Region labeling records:
+ + + + + + +

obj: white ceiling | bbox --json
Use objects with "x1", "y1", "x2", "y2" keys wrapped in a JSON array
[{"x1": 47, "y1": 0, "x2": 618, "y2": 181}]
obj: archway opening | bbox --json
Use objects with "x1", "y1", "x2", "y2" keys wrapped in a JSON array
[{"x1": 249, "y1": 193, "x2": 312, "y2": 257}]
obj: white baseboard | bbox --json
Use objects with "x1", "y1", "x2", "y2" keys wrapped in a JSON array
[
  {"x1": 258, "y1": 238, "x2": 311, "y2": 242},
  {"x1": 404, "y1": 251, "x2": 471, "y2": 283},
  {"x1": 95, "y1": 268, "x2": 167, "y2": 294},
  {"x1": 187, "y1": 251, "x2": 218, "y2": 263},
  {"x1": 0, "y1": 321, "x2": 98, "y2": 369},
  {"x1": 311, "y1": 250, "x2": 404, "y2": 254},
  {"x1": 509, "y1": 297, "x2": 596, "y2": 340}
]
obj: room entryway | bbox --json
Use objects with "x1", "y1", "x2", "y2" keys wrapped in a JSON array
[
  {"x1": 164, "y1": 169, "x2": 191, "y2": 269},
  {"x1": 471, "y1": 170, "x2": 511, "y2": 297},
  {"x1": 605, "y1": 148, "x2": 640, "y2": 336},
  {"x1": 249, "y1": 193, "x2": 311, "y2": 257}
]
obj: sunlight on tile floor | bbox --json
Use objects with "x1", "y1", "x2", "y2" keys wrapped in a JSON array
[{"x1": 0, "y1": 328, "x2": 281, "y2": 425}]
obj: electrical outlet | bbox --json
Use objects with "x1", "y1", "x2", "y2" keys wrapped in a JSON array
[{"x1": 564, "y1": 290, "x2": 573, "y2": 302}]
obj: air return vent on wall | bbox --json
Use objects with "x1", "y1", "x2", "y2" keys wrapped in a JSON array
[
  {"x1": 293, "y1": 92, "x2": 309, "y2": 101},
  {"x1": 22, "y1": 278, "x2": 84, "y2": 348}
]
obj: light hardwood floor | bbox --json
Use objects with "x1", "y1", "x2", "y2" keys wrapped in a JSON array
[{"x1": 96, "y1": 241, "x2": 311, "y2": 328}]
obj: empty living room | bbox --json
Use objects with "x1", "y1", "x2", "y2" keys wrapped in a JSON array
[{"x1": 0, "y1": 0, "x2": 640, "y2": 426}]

+ + + + + + +

● Exercise: Quote the data above in full, changing nothing.

● Output for this task:
obj: white ceiling | bbox --json
Use objects with "x1", "y1", "x2", "y2" keys wrapped in a JSON array
[{"x1": 47, "y1": 0, "x2": 618, "y2": 181}]
obj: archway opening | bbox --json
Use objects with "x1", "y1", "x2", "y2" keys wrapped in a JSON array
[{"x1": 249, "y1": 193, "x2": 312, "y2": 257}]
obj: white baseboard | bbox --json
Use objects with "x1", "y1", "x2", "y2" keys wrapped in a JSON array
[
  {"x1": 258, "y1": 238, "x2": 311, "y2": 242},
  {"x1": 404, "y1": 251, "x2": 471, "y2": 283},
  {"x1": 95, "y1": 268, "x2": 167, "y2": 294},
  {"x1": 187, "y1": 251, "x2": 218, "y2": 263},
  {"x1": 0, "y1": 321, "x2": 98, "y2": 369},
  {"x1": 311, "y1": 250, "x2": 404, "y2": 254},
  {"x1": 509, "y1": 297, "x2": 596, "y2": 340}
]
obj: room entryway | bbox --json
Use objects with "x1", "y1", "x2", "y2" keys wrapped in a JSON array
[
  {"x1": 164, "y1": 169, "x2": 191, "y2": 269},
  {"x1": 471, "y1": 170, "x2": 511, "y2": 297},
  {"x1": 605, "y1": 148, "x2": 640, "y2": 336},
  {"x1": 249, "y1": 193, "x2": 311, "y2": 257}
]
obj: sunlight on tile floor | bbox --json
Use objects with "x1", "y1", "x2", "y2" keys wrapped in a JSON array
[{"x1": 0, "y1": 328, "x2": 281, "y2": 425}]
obj: electrical outlet | bbox --json
Use objects with "x1", "y1", "x2", "y2" keys wrapped in a JSON array
[{"x1": 564, "y1": 290, "x2": 573, "y2": 302}]
obj: air return vent on wall | bbox --json
Use objects with "x1", "y1", "x2", "y2" keys wrapped in a JSON array
[
  {"x1": 293, "y1": 92, "x2": 309, "y2": 101},
  {"x1": 22, "y1": 278, "x2": 84, "y2": 348}
]
obj: light hardwood floor | bbox --json
Use objects with "x1", "y1", "x2", "y2" keys wrapped in a JSON array
[{"x1": 96, "y1": 241, "x2": 311, "y2": 328}]
obj: empty living room | bbox --json
Use objects with "x1", "y1", "x2", "y2" keys wrapped in a JSON array
[{"x1": 0, "y1": 0, "x2": 640, "y2": 426}]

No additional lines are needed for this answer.